== TEXTE DU DOCUMENT

Quand il y a humiliation des élèves et stigmatisation des erreurs, on provoque le dégoût des enfants pour les apprentissages et l’école

Quand il y a humiliation des élèves et stigmatisation des erreurs, on provoque le dégoût des enfants pour les apprentissages et l'école

L’humiliation des élèves par les enseignants existe 

Dans leur livre Les blessures de l’école, Jean-Pierre Bellon et Marie Quartier regrettent que certains adultes, enseignants et parents mais aussi CPE et autres éducateurs, aient recours à l’humiliation pour mieux contrôler les enfants et les adolescents. Or aucun désir d’apprendre et de coopérer ne peut émerger de ces pratiques, seulement de la peur, voire de la terreur, de se tromper, une envie de se venger ou la construction d’une carapace, ainsi qu’une dégradation de l’estime de soi. Pour certains adultes, cette manière de traiter les jeunes est liée à l’incapacité à instaurer une relation faite de respect mutuel; pour d’autres, c’est une manière de se protéger et de prendre le pouvoir; pour d’autres encore, ce serait une manière de motiver les élèves en les piquant au vif, en les poussant à donner le meilleur d’eux-mêmes (sur le principe de “je te fais du mal, mais c’est pour ton bien”). Ces pratiques humiliantes sont assez répandues en France car il y a une “culture de l’humiliation comme procédé pédagogique” (qu’on retrouve notamment dans les classes préparatoires, où les élèves sont rabaissés et dévalorisés).

Pourtant, l’humiliation des jeunes relève d’une logique de guerre : les uns contre les autres, plutôt que les uns avec les autres.

====

Pouvez-vous poursuivre le texte sur l'humiliation des élèves à partir de sa dernière phrase ?

== DONNÉES BRUTES

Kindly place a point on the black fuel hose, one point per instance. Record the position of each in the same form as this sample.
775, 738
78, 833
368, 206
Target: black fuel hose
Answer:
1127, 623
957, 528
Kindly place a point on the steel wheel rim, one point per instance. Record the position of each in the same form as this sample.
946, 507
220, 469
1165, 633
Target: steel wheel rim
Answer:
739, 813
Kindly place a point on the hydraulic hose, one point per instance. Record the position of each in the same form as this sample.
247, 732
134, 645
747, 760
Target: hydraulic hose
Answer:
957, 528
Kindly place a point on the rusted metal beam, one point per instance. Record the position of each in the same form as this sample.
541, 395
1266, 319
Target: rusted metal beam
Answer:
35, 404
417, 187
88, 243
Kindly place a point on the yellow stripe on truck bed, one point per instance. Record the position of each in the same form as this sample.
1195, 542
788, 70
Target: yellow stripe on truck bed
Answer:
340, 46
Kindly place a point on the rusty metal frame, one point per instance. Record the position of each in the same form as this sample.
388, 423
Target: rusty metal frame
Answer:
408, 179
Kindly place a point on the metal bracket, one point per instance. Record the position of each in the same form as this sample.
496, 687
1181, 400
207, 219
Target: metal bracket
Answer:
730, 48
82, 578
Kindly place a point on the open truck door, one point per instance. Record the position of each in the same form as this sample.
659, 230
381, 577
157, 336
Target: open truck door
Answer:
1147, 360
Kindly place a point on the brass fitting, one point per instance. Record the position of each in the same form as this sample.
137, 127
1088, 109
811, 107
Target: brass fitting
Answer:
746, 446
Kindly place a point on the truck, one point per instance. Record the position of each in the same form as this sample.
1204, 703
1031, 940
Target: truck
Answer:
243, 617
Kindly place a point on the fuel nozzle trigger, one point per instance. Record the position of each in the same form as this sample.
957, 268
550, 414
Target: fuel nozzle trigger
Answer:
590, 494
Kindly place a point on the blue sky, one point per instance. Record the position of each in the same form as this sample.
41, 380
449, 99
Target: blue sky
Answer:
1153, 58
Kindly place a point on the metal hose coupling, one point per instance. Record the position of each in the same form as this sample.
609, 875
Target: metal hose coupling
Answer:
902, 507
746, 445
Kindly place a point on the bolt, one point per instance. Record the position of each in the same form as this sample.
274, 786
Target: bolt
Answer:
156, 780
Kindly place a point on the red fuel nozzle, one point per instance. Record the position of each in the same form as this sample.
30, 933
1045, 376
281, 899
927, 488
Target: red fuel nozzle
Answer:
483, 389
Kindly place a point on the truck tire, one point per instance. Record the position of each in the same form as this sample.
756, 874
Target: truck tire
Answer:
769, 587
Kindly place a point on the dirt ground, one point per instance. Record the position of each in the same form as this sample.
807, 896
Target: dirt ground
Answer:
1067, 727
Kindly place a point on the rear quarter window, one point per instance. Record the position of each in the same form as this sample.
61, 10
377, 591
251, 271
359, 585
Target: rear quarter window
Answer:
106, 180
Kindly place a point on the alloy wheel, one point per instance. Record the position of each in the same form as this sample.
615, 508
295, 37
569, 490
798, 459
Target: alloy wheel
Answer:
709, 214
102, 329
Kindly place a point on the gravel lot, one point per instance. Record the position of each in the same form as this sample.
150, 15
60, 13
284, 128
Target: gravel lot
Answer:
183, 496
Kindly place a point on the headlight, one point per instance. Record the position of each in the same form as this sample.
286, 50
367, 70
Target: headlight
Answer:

====

**RÉPONSE**.
L’humiliation des enfants par leurs parents existe également 

L’humiliation peut émerger dans les relations élèves/ enseignants, mais également les relations parents/ enfants. On retrouve la logique du “c’est pour ton bien” : on se moque du jeune qui ne sait pas ou qui se trompe pour l’endurcir, pour former sa force de caractère et le faire réagir par sursaut d’égo. Il se peut que les parents essaient de se rassurer en procédant ainsi, qu’ils reproduisent simplement un modèle qu’ils ont connu (où la dérision fait partie de l’éducation). Ces moqueries révèlent surtout l’impuissance et l’incompétence à fabriquer du “nous”, à accueillir ses vulnérabilités et peurs d’adultes pour écouter leurs messages (peur de l’avenir de l’enfant s’il échoue à l’école ? peur de passer pour un mauvais parent ?…) et à raisonner en termes d’enseignement envers les enfants (plutôt qu’en termes de souffrance et de punition).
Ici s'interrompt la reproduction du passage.